● **OBJECTIVE**
Copy the lines below verbatim, keeping every character unchanged.

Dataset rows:
━━━━━━━━━━━━━━━━

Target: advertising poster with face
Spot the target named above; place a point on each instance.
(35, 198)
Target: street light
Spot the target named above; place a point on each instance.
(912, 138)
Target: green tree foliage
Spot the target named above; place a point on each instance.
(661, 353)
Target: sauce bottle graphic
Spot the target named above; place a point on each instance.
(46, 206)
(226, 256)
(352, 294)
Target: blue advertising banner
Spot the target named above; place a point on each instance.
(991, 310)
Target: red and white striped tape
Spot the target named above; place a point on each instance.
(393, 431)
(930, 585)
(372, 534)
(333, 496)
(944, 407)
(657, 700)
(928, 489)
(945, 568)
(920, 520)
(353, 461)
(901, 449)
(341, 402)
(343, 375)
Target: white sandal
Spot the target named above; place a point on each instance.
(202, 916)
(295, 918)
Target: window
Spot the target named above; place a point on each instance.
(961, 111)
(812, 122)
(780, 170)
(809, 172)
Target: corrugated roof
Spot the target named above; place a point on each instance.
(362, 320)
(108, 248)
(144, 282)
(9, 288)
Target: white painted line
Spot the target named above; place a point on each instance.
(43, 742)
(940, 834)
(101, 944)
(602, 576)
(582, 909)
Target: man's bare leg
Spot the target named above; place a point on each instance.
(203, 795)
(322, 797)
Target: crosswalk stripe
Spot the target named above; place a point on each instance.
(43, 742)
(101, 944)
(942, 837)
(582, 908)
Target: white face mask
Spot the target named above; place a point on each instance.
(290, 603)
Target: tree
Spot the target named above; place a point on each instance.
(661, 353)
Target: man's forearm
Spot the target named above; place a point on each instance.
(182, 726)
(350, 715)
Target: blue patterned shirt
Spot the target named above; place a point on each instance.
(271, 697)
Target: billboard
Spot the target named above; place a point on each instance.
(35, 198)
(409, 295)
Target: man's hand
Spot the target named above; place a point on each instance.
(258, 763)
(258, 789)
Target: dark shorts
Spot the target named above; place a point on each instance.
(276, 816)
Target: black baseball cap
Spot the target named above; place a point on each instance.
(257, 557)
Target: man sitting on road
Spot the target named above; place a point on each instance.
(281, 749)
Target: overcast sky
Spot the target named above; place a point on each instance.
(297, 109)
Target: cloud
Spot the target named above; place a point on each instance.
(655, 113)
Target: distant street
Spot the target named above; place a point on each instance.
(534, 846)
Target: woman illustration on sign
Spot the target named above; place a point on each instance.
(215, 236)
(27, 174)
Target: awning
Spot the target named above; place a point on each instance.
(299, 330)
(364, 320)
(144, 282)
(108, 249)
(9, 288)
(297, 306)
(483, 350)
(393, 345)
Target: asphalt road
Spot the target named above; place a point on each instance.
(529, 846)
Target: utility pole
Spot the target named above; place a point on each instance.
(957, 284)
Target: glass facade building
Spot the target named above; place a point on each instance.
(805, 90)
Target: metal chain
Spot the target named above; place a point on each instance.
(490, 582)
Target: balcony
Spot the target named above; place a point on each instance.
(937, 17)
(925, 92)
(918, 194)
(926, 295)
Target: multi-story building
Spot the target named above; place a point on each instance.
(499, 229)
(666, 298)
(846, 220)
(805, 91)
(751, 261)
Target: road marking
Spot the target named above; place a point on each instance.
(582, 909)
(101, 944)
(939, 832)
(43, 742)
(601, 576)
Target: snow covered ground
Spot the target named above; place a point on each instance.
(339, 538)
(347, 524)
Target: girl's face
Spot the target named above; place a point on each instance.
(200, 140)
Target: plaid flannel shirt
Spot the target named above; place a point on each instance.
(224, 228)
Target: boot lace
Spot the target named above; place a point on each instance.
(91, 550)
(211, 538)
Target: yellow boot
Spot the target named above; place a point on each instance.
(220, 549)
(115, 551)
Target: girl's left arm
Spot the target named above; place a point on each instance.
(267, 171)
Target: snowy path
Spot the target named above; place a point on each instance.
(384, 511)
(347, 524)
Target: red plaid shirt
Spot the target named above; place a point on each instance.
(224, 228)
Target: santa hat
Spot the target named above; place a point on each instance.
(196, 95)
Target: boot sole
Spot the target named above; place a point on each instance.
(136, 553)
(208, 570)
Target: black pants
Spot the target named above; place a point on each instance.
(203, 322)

━━━━━━━━━━━━━━━━

● **RESPONSE TO THE EXERCISE**
Target: advertising poster with face
Spot the target named above; place a point on each instance.
(35, 198)
Target: street light
Spot the target named above; place a point on each instance.
(912, 138)
Target: green tree foliage
Spot the target named above; place a point on each instance.
(661, 353)
Target: sauce bottle graphic
Spot the target named above; place a point on each instance.
(46, 206)
(226, 256)
(352, 294)
Target: blue advertising banner
Spot the target named above; place a point on each instance.
(991, 310)
Target: red and white striped tape
Spot the target named above; place a point on each instance.
(393, 431)
(930, 585)
(372, 534)
(333, 496)
(944, 407)
(657, 700)
(928, 489)
(945, 568)
(920, 520)
(353, 461)
(901, 449)
(341, 402)
(343, 375)
Target: white sandal
Spot the target named above; place a point on each instance.
(202, 916)
(295, 918)
Target: window
Spot the target named above; place a point on each instance.
(961, 111)
(812, 122)
(780, 170)
(809, 172)
Target: corrugated roof
Spot the target named above; place a point on each instance.
(362, 320)
(108, 248)
(144, 282)
(9, 288)
Target: white painted line
Spot the target named above; place a point on each instance.
(43, 742)
(940, 834)
(101, 944)
(602, 576)
(582, 909)
Target: man's bare leg
Spot the target named above; place a point on each instance.
(203, 795)
(322, 797)
Target: crosswalk stripe
Spot the target named above; place a point on each instance.
(43, 742)
(101, 944)
(942, 837)
(582, 908)
Target: white face mask
Spot the target named above; place a point on each instance.
(290, 603)
Target: tree
Spot the target named above; place a point on each instance.
(661, 353)
Target: man's forearm
Spot the target named above; place a point on each instance.
(182, 726)
(350, 715)
Target: blue patterned shirt
Spot the target named above; place a point on each instance.
(271, 697)
Target: billboard
Spot the target named above; place a point on each instance.
(35, 198)
(409, 295)
Target: man's hand
Spot the target named above; place a point on each instance.
(258, 763)
(258, 789)
Target: dark shorts
Spot the target named above; place a point on each instance.
(276, 816)
Target: black baseball cap
Spot the target named above; place a point on each instance.
(257, 557)
Target: man sitting on road
Spot the target named above; place a point on each instance.
(281, 749)
Target: overcast sky
Spot the target named above; place a point on each instance.
(297, 109)
Target: cloud
Spot the target named above; place a point on each instance.
(655, 113)
Target: distant street
Spot the target named above; place a point on each instance.
(534, 846)
Target: woman illustration on sign
Spot the target named above; place a point on each instance.
(215, 236)
(27, 174)
Target: awning
Spot the target named above; place a point on each instance.
(299, 330)
(364, 320)
(144, 282)
(108, 249)
(9, 288)
(297, 306)
(483, 350)
(393, 345)
Target: asphalt road
Spot the target named above; place a point on each instance.
(529, 846)
Target: utility pole
Spot the target named above; place a point on each instance.
(957, 284)
Target: glass facade building
Spot the target named above; place a point on each instance.
(805, 90)
Target: metal chain
Spot the target named above; place a point on each instance.
(490, 582)
Target: balcony
Spot the target named above; place a point on each instance.
(937, 17)
(925, 92)
(918, 194)
(926, 295)
Target: multi-story building
Spot the target named above; place a point on each instance.
(499, 229)
(666, 298)
(846, 220)
(805, 91)
(751, 261)
Target: road marking
Spot the target named above; place a point on each instance.
(582, 909)
(101, 944)
(939, 832)
(43, 742)
(601, 576)
Target: snow covered ground
Spot the target named above; place a point on each instance.
(339, 538)
(347, 524)
Target: girl's face
Spot the target named above; place a point on each instance.
(200, 140)
Target: plaid flannel shirt
Spot the target named above; place a point on each instance.
(224, 228)
Target: boot lace
Spot the target named above; place a point on each instance.
(91, 550)
(211, 538)
Target: yellow boot
Spot the target named above; place a point on each instance.
(220, 549)
(115, 551)
Target: girl's left arm
Spot the target named above; place a point on each instance.
(267, 171)
Target: snowy path
Spot the target named above; place a point on each instance.
(384, 511)
(347, 524)
Target: red plaid shirt
Spot the target named above; place a point on each instance.
(224, 228)
Target: santa hat
Spot the target named above; place a point on each instance.
(196, 95)
Target: boot sole
Spot the target named above; place a point on each instance.
(136, 553)
(208, 570)
Target: black pants
Spot the target named above; place a point on each instance.
(203, 322)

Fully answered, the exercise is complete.